╭─ Brano del documento

Dopo un anno dall’insediamento nell’istituto musicale di Parma come docente di composizione (1907), nel marzo 1908 Pizzetti fu chiamato a Firenze, dove tenne la cattedra di armonia, contrappunto e fuga (tra i suoi allievi Mario Castelnuovo-Tedesco); qui rimarrà in veste di direttore dal 1917 al 1924. Nel capoluogo toscano strinse amicizia con il critico-compositore Giannotto Bastianelli (insieme fondarono nel 1914 Dissonanza, rivista di «composizioni musicali italiane moderne», di cui uscirono tre soli numeri) ed entrò in contatto con i maggiori esponenti della rivista La voce, fra cui Giuseppe Prezzolini, Giovanni Papini, Giuseppe De Robertis. Fu tra i promotori, nel 1920, della nascita degli Amici della musica di Firenze.

Nazionalista come molti vociani, ma contrario alla guerra, Pizzetti lasciò tracce di questa opposizione nella Sonata in La per pianoforte e violino (1918-19).

In un ambito armonico postimpressionistico, spicca il movimento centrale alla memoria delle vittime belliche («Preghiera per gl’innocenti»), dove il tema iniziale, a mo’ di corale, affidato al pianoforte (Do maggiore) viene ripreso al termine dal violino in un penetrante slancio espressivo («molto sostenuto con intenso fervore»: Mi maggiore). Questa ‘preghiera’ ritorna nel marziale ultimo movimento della Sinfonia in La (1940), lavoro commissionato dal Giappone per celebrare il 2600° anniversario dell’Impero del Sol levante, alla vigilia dell’entrata in guerra dell’Italia.

Nel 1924 Pizzetti si trasferì come docente e direttore al Conservatorio di Milano, dove rimase fino al 1936, contando fra i suoi discepoli Virgilio Mortari, Mario Pilati e Gianandrea Gavazzeni. Morto Respighi, dal 1936 al 1958 andò a ricoprire la cattedra di perfezionamento in composizione nell’Accademia di S. Cecilia in Roma. A Milano, nel gennaio 1925, aveva sposato Irene Campiglio, amica di famiglia dei Toscanini; l’anno dopo era nato il terzo figlio, Ippolito, apprezzato architetto paesaggista.

╰─

→ Breve esercizio
Nel brano su Pizzetti, per quale ricorrenza il Giappone commissionò la Sinfonia in La del 1940?

╭─ Dati forniti

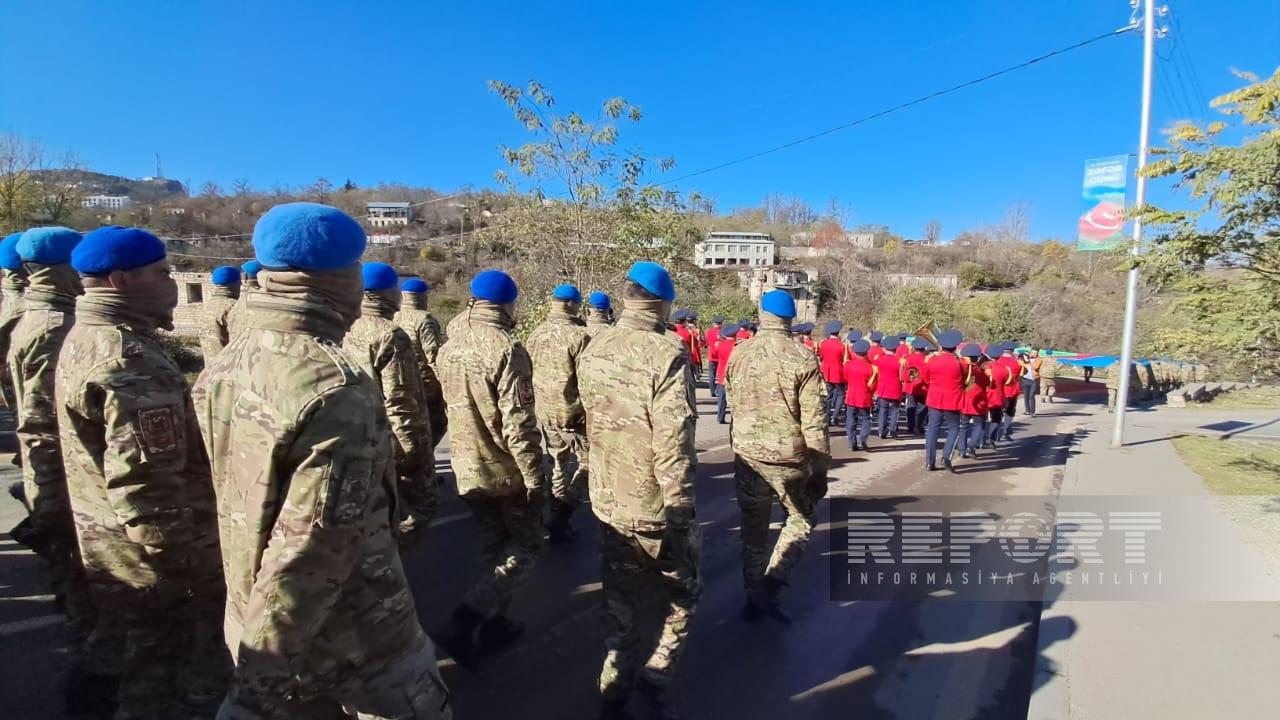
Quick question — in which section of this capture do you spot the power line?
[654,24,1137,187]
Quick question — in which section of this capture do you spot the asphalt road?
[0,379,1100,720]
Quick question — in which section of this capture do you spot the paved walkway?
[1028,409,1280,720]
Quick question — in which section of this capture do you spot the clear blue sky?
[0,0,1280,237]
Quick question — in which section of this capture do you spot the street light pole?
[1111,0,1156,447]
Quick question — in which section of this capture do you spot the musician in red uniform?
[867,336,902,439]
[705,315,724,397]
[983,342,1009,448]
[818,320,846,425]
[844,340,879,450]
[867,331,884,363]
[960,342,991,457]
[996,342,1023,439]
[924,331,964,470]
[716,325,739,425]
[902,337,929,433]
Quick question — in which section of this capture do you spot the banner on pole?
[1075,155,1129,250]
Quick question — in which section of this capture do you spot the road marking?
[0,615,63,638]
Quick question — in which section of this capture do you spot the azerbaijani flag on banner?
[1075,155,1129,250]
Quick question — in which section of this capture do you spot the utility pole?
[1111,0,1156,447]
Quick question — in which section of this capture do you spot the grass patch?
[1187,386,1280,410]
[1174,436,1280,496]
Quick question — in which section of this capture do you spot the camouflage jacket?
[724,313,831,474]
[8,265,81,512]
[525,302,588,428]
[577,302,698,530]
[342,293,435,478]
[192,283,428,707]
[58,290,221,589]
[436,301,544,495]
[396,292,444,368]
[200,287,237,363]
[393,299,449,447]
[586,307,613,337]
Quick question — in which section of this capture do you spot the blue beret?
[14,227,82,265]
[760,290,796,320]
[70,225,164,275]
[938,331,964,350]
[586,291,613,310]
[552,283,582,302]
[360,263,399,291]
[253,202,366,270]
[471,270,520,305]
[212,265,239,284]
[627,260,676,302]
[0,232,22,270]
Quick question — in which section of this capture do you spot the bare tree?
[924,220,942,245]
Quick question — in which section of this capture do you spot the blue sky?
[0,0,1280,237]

╰─
╭─ Dati forniti

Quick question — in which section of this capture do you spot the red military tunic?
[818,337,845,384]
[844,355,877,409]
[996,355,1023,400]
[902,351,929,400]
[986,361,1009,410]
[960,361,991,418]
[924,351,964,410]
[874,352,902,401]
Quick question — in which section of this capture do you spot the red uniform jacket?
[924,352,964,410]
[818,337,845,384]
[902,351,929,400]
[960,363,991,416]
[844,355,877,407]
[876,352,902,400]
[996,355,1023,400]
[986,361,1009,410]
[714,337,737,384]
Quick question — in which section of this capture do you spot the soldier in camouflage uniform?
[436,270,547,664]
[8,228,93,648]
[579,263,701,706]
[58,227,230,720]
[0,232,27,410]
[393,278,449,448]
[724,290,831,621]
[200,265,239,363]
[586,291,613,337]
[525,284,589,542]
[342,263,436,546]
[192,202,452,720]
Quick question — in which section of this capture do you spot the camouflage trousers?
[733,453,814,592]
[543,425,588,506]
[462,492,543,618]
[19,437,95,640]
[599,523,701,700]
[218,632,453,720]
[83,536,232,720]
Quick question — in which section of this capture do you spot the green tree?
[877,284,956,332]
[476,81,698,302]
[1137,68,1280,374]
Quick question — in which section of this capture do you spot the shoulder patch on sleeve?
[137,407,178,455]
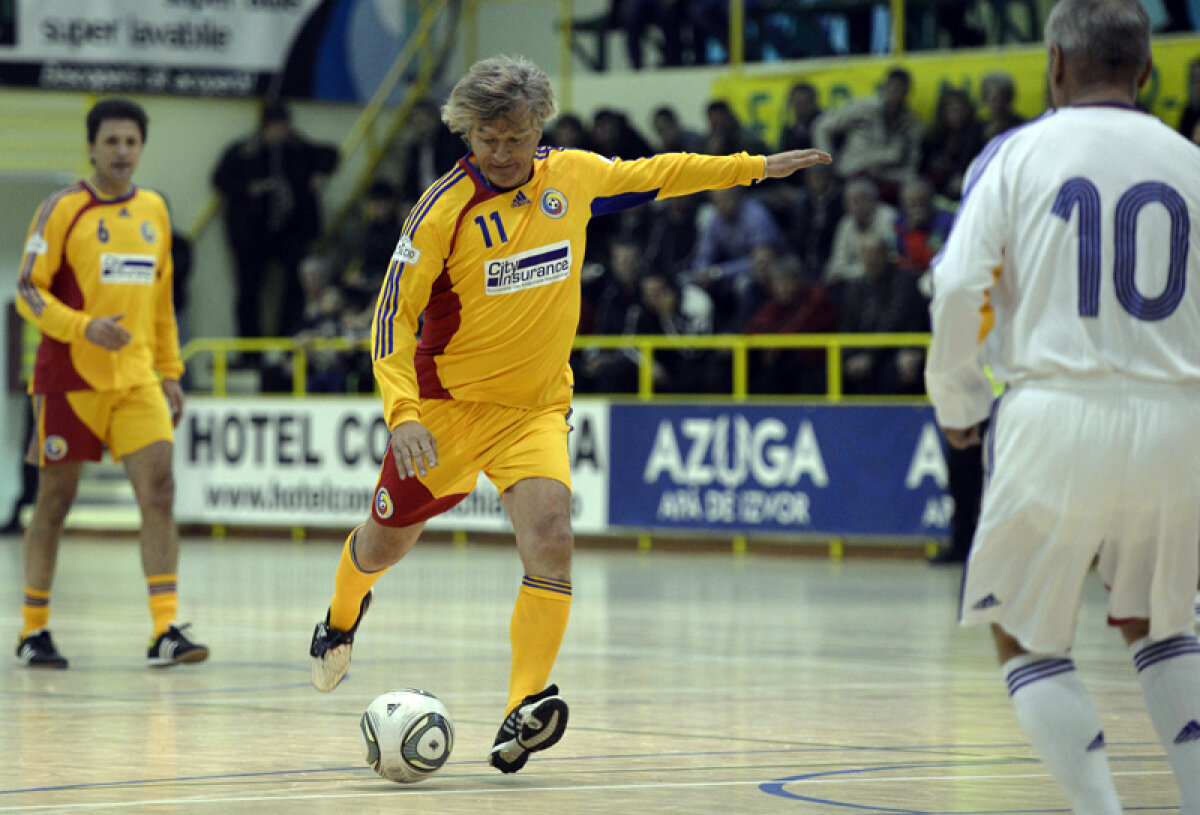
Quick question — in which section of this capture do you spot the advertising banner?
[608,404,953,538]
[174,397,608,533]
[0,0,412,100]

╰─
╭─ Dati forniti

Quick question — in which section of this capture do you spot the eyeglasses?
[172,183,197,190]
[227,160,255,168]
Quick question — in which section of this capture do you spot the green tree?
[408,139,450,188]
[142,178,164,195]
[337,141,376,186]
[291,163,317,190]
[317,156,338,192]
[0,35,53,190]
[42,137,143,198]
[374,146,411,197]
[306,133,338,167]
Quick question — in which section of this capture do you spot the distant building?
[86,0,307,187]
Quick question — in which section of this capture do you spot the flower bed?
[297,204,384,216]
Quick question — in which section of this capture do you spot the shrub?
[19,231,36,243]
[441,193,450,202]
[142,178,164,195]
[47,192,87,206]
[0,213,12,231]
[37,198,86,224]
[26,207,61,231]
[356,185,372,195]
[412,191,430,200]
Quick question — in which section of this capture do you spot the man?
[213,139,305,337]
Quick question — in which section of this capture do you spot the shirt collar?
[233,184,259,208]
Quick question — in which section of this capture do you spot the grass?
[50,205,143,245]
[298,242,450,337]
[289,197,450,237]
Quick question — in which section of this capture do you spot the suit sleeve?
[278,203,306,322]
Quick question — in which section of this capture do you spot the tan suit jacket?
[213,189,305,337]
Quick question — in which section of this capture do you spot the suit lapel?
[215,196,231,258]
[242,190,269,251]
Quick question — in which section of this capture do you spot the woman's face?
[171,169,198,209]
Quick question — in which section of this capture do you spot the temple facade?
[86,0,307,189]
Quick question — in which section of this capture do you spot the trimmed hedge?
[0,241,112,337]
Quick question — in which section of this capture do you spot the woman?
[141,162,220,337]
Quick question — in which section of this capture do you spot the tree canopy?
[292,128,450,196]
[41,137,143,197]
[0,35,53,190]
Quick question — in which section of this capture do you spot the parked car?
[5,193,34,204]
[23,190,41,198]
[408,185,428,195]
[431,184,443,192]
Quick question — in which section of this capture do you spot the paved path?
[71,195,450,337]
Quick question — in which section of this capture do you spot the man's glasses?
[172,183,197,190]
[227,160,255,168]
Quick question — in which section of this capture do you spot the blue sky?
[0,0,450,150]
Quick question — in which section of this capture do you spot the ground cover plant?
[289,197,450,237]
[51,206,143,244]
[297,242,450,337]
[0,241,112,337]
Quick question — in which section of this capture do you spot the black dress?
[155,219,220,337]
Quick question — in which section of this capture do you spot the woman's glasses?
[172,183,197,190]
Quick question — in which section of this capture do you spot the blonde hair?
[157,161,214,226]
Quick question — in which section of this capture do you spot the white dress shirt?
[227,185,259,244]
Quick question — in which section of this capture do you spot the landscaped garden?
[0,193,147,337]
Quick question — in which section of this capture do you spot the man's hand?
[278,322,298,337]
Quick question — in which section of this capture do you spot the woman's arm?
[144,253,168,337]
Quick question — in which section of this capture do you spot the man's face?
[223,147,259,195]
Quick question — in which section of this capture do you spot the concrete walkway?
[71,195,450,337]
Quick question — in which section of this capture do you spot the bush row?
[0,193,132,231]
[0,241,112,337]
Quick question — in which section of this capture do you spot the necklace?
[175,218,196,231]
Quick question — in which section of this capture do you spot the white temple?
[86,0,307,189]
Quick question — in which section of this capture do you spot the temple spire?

╰─

→ Il risultato
Per celebrare il 2600° anniversario dell'Impero del Sol levante.